Position identification records:
Begin

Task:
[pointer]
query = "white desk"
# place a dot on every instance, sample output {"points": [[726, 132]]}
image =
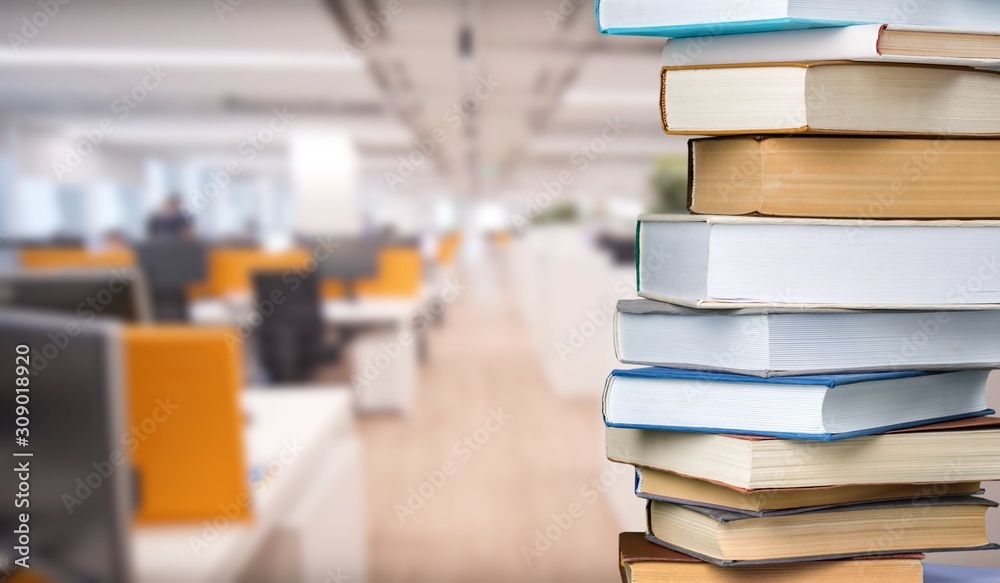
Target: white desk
{"points": [[308, 515], [236, 309], [388, 388]]}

End

Requirements:
Transcribe the records above exactly as they appear, leaving out any pictures.

Correct output:
Task:
[pointer]
query = "white desk"
# place a dot on every instance, sample output {"points": [[726, 132]]}
image =
Target: white desk
{"points": [[308, 515], [236, 309], [388, 388]]}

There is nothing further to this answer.